### Information supplied
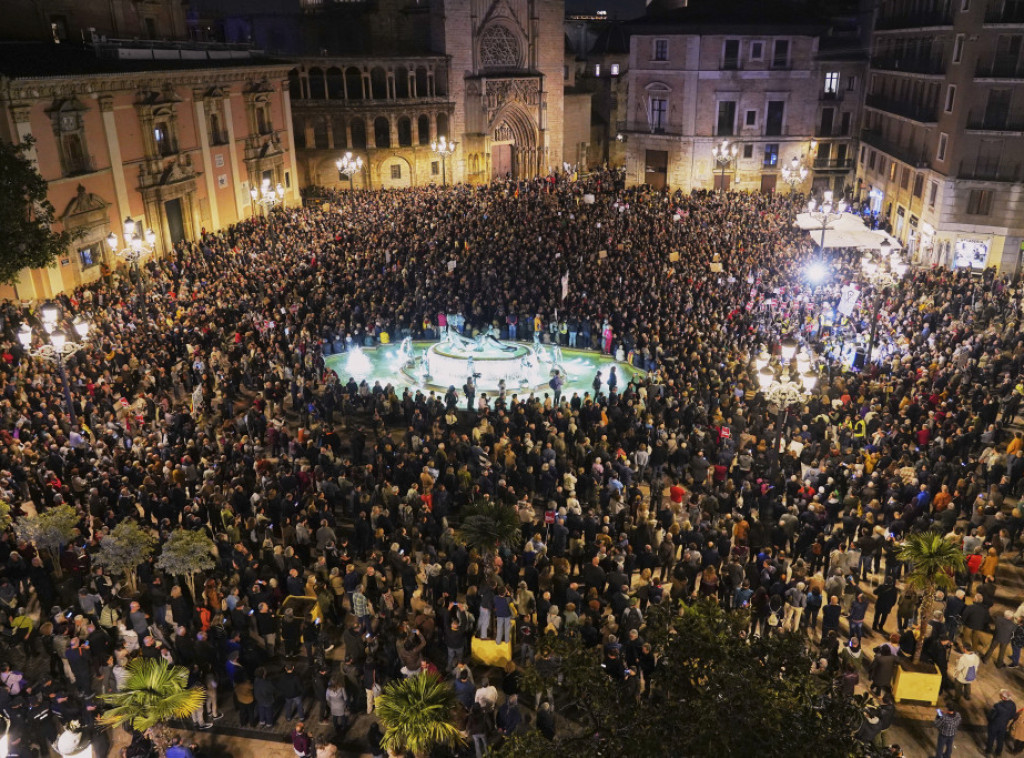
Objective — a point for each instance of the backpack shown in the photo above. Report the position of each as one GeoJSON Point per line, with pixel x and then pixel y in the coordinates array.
{"type": "Point", "coordinates": [1018, 636]}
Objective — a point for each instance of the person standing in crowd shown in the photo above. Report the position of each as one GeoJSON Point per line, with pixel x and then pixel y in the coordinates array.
{"type": "Point", "coordinates": [947, 721]}
{"type": "Point", "coordinates": [998, 717]}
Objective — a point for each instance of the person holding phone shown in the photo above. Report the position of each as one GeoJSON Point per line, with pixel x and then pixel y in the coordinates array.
{"type": "Point", "coordinates": [947, 721]}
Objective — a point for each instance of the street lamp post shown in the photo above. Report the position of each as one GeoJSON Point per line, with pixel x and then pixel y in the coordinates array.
{"type": "Point", "coordinates": [825, 213]}
{"type": "Point", "coordinates": [442, 149]}
{"type": "Point", "coordinates": [724, 154]}
{"type": "Point", "coordinates": [783, 386]}
{"type": "Point", "coordinates": [57, 348]}
{"type": "Point", "coordinates": [886, 275]}
{"type": "Point", "coordinates": [135, 246]}
{"type": "Point", "coordinates": [267, 197]}
{"type": "Point", "coordinates": [794, 174]}
{"type": "Point", "coordinates": [347, 168]}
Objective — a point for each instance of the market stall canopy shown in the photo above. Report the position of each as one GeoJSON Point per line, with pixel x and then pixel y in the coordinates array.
{"type": "Point", "coordinates": [846, 232]}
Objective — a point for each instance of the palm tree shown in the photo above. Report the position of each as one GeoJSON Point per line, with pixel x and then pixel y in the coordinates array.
{"type": "Point", "coordinates": [155, 692]}
{"type": "Point", "coordinates": [934, 561]}
{"type": "Point", "coordinates": [417, 714]}
{"type": "Point", "coordinates": [486, 527]}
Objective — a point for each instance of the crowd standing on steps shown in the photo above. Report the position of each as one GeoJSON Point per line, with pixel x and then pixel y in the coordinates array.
{"type": "Point", "coordinates": [210, 408]}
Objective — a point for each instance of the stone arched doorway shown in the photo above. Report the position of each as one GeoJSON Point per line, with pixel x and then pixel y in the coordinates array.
{"type": "Point", "coordinates": [513, 145]}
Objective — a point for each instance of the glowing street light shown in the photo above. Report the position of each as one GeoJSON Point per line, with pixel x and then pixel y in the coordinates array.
{"type": "Point", "coordinates": [267, 197]}
{"type": "Point", "coordinates": [443, 149]}
{"type": "Point", "coordinates": [56, 346]}
{"type": "Point", "coordinates": [795, 173]}
{"type": "Point", "coordinates": [136, 244]}
{"type": "Point", "coordinates": [825, 213]}
{"type": "Point", "coordinates": [347, 168]}
{"type": "Point", "coordinates": [724, 154]}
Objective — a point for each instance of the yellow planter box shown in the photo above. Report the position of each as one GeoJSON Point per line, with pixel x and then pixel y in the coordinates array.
{"type": "Point", "coordinates": [921, 682]}
{"type": "Point", "coordinates": [489, 653]}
######
* [Written instruction]: Copy out all of the records above word for word, with every point included. Leave the pictures out.

* [Result]:
Objective — a point for each instance of the backpack shown in the photo above. Report the position of each as one GeoJSON Point per line, with pixel x and then pixel y in the coordinates array.
{"type": "Point", "coordinates": [1018, 636]}
Objective — a point for each instance of the person standing in crowd shown in the photo above. Report the position of each as one GeoJSON Point per line, with pixel x and then pixel y in the coordinates array.
{"type": "Point", "coordinates": [947, 721]}
{"type": "Point", "coordinates": [998, 717]}
Objective — a point for each instance of the person holding phone shown in the photo above. Report the position of each as one GeoJSON Point per line, with pixel x and then pixel y in the coordinates array.
{"type": "Point", "coordinates": [947, 721]}
Objective — a point for each instance of the street lamp post shown in the photo above. Report the position of each as one GeoJSON Point per line, with pixel x and then pixel y in the coordinates array.
{"type": "Point", "coordinates": [825, 213]}
{"type": "Point", "coordinates": [442, 149]}
{"type": "Point", "coordinates": [724, 154]}
{"type": "Point", "coordinates": [783, 386]}
{"type": "Point", "coordinates": [57, 348]}
{"type": "Point", "coordinates": [886, 275]}
{"type": "Point", "coordinates": [135, 246]}
{"type": "Point", "coordinates": [267, 197]}
{"type": "Point", "coordinates": [794, 174]}
{"type": "Point", "coordinates": [347, 168]}
Objective — a point for each instance of the market stall canopy shown in the photo above. Report the position of each as one GeoJSON Point per line, with pixel x and then pixel y in the coordinates array.
{"type": "Point", "coordinates": [846, 232]}
Objective — a point for each instance of the palm tree shown in the photo above. Report the position of each as one GeoJSON Point per line, with pixel x and then pixel y in the coordinates array.
{"type": "Point", "coordinates": [155, 692]}
{"type": "Point", "coordinates": [934, 561]}
{"type": "Point", "coordinates": [417, 714]}
{"type": "Point", "coordinates": [486, 527]}
Objective — a point for each instance of the crowd standing on steps shown in the photo above. Report the position of each as one GeoJSON Point per line, with pixel x and then pixel y in the coordinates array.
{"type": "Point", "coordinates": [210, 408]}
Objective — a point for each instance of the stone arched doorway shown in the photo above. Report the position of each as one GeoJSON Point per line, with pixel x and then pixel y in the coordinates array.
{"type": "Point", "coordinates": [513, 145]}
Objective — a point for each instance of the glowing street light shown in the photo above. Report the position of each as one GeoJSON Point per line, with pixel x and then pixel y in the coordinates array.
{"type": "Point", "coordinates": [267, 197]}
{"type": "Point", "coordinates": [443, 149]}
{"type": "Point", "coordinates": [56, 346]}
{"type": "Point", "coordinates": [795, 173]}
{"type": "Point", "coordinates": [136, 244]}
{"type": "Point", "coordinates": [825, 213]}
{"type": "Point", "coordinates": [347, 168]}
{"type": "Point", "coordinates": [724, 154]}
Objective — a point for each instance of the yellow planter box shown in the photo above. Report the position of each as one GeoJSON Point per line, with pixel x and then pixel y in the coordinates array.
{"type": "Point", "coordinates": [921, 682]}
{"type": "Point", "coordinates": [489, 653]}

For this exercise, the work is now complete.